DATA SECTION.
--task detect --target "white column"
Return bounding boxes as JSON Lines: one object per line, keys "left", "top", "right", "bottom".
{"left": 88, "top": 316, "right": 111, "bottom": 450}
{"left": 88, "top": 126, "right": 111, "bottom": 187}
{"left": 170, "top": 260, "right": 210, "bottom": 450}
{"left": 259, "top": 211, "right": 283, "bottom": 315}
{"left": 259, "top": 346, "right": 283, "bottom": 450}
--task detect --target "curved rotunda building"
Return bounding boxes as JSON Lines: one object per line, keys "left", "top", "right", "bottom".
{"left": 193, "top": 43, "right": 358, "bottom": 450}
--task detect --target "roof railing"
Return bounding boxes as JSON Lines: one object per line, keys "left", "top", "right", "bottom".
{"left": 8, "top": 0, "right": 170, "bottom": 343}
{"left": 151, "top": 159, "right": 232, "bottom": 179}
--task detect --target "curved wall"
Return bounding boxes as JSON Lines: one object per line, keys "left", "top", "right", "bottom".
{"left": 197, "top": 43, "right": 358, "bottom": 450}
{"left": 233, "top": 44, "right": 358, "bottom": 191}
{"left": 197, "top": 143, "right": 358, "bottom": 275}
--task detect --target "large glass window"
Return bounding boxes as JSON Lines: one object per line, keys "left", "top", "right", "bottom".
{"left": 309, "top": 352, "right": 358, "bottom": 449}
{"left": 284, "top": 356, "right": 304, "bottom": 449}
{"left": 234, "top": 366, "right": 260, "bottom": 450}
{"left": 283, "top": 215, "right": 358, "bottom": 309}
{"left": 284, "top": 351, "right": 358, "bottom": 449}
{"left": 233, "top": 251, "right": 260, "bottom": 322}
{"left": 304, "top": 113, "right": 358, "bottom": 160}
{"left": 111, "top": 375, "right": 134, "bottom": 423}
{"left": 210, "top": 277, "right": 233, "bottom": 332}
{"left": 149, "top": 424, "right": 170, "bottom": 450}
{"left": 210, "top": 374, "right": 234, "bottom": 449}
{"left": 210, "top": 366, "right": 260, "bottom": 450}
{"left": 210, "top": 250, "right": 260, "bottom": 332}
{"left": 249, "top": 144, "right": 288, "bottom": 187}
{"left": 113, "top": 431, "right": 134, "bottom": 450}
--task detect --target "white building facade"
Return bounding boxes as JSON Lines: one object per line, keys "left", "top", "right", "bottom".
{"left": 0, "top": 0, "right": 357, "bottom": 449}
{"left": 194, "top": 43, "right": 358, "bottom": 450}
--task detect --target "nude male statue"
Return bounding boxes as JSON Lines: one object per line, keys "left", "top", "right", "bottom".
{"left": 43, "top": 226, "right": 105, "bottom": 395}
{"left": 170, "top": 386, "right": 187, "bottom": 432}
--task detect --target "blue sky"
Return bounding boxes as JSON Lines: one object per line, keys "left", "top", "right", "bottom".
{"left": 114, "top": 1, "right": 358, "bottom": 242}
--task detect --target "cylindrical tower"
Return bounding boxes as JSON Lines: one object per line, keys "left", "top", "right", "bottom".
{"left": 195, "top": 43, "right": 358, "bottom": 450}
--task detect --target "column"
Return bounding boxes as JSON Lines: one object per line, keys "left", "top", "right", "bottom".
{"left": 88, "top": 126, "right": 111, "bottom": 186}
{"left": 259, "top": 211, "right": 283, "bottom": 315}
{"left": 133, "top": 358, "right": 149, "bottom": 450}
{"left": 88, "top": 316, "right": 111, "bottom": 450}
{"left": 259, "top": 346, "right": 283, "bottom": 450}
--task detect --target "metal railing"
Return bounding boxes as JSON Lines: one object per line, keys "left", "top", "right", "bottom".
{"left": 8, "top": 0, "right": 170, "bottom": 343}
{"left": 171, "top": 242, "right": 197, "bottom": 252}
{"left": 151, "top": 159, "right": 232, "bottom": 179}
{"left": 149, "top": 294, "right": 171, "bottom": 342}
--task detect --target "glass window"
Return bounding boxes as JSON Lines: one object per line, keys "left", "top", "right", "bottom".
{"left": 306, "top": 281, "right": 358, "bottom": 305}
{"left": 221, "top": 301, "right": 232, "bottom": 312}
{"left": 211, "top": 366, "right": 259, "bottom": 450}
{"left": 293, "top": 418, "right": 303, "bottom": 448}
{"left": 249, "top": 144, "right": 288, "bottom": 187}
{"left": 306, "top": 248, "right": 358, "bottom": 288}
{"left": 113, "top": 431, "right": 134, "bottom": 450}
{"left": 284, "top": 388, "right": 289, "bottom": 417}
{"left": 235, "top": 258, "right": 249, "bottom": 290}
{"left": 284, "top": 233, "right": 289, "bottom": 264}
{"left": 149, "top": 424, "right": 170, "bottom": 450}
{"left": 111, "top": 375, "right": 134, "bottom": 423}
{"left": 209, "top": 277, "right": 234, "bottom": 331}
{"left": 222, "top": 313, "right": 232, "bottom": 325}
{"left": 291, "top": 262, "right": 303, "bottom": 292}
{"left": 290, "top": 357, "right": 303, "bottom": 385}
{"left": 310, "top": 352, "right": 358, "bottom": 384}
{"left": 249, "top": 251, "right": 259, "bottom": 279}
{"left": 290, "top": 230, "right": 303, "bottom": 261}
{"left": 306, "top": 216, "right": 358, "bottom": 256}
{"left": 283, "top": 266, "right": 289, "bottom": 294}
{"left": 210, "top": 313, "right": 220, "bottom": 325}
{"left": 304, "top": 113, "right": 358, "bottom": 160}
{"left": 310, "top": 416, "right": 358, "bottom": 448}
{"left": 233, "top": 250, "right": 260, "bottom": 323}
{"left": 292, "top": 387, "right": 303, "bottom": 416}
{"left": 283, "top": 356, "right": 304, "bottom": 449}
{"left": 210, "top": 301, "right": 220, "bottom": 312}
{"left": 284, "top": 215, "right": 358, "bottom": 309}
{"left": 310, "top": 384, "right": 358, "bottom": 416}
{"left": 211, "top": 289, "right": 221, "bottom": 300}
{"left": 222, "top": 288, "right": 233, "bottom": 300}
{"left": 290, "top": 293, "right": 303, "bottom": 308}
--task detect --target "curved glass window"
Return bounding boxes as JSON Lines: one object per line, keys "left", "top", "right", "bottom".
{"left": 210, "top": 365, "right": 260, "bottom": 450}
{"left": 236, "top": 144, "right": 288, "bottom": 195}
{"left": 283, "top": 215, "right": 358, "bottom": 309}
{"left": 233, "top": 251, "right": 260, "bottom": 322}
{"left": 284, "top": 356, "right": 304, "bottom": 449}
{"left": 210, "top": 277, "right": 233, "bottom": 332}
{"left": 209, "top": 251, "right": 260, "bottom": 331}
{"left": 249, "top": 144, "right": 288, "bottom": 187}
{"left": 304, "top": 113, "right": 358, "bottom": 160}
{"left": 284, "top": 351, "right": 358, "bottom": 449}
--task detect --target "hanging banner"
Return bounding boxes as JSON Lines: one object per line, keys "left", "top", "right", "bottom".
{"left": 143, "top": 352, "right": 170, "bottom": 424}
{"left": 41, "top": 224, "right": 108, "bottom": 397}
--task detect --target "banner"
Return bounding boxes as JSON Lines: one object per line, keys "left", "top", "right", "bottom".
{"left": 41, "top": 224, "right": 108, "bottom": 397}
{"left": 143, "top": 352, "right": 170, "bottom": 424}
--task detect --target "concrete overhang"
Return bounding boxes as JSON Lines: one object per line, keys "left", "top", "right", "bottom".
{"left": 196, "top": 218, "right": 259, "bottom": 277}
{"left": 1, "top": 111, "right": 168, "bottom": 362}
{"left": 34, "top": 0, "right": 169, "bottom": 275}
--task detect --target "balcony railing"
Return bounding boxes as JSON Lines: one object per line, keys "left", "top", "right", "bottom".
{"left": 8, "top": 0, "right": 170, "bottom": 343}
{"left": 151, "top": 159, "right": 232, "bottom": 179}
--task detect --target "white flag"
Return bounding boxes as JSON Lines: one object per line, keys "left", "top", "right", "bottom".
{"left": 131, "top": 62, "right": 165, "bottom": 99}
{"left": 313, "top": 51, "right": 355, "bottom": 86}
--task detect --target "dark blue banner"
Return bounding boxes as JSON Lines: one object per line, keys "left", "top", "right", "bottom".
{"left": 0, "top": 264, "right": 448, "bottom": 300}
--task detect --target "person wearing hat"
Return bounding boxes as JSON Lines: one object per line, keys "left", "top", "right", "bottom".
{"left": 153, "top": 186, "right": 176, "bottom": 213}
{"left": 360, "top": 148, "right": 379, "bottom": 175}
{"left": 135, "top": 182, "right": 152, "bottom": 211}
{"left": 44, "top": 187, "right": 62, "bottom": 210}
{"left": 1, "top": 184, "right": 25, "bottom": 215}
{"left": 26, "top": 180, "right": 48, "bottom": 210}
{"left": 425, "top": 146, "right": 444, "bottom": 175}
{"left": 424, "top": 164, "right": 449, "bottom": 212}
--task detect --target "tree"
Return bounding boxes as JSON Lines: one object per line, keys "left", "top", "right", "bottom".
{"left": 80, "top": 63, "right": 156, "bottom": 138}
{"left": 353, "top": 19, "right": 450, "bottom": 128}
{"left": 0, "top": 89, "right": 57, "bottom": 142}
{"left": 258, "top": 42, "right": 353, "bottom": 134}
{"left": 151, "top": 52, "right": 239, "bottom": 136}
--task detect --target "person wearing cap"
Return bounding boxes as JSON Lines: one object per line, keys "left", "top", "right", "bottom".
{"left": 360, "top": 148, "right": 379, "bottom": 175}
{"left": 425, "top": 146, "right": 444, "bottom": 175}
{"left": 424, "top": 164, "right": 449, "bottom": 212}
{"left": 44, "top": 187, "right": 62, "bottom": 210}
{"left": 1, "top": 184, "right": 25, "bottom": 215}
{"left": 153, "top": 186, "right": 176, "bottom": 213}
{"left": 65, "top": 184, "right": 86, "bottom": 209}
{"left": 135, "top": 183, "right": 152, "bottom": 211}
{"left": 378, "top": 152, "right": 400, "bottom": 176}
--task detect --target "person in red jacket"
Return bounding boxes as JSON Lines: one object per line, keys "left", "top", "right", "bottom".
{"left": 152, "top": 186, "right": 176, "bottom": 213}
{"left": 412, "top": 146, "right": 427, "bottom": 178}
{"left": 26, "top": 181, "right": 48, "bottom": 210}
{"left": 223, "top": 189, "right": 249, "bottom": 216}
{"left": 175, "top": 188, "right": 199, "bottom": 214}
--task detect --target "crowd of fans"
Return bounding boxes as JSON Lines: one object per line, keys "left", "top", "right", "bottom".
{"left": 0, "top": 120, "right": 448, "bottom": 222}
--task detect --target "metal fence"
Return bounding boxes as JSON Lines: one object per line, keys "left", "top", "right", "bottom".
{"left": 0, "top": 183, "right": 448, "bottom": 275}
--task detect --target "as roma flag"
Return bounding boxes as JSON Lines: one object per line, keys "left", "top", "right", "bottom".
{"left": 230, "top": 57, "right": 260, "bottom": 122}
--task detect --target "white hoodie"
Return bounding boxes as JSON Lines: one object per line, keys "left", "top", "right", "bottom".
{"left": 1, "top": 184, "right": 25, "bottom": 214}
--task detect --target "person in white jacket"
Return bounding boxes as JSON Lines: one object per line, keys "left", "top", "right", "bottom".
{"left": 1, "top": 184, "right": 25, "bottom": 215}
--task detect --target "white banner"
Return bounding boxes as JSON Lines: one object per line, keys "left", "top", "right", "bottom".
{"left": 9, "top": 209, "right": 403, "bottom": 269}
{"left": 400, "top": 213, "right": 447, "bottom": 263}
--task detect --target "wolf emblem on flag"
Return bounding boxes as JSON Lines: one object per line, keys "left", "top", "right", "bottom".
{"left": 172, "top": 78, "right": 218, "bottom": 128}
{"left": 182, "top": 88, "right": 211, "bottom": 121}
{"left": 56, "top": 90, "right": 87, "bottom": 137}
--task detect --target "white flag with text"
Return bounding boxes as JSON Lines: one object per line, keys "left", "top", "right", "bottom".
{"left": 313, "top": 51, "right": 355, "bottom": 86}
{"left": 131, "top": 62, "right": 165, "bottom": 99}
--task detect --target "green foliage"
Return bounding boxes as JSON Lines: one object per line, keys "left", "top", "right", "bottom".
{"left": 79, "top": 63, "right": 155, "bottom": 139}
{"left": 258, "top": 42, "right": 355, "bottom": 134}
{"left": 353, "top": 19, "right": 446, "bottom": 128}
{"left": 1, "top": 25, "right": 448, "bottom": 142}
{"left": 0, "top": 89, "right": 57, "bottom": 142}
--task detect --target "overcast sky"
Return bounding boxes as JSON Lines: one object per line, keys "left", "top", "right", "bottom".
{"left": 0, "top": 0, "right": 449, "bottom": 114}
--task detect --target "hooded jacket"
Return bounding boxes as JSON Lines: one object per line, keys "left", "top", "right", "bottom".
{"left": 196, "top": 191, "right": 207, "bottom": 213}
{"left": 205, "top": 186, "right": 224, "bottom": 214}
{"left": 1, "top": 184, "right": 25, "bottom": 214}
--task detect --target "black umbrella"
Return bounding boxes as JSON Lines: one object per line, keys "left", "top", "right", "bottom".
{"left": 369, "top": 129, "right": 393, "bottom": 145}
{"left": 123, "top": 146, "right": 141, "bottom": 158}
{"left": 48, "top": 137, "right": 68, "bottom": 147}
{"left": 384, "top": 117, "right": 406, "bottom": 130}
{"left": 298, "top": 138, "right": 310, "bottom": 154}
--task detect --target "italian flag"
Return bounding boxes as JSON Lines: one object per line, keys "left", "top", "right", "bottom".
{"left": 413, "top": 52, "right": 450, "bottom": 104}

WHAT THE EXERCISE ASKS. Search the listing for "banner" and show every line where it occurs.

FINISHED TASK.
--task detect --target "hanging banner"
--task detect --target "banner"
--task detect --target "dark blue banner"
--task detect --target "white banner"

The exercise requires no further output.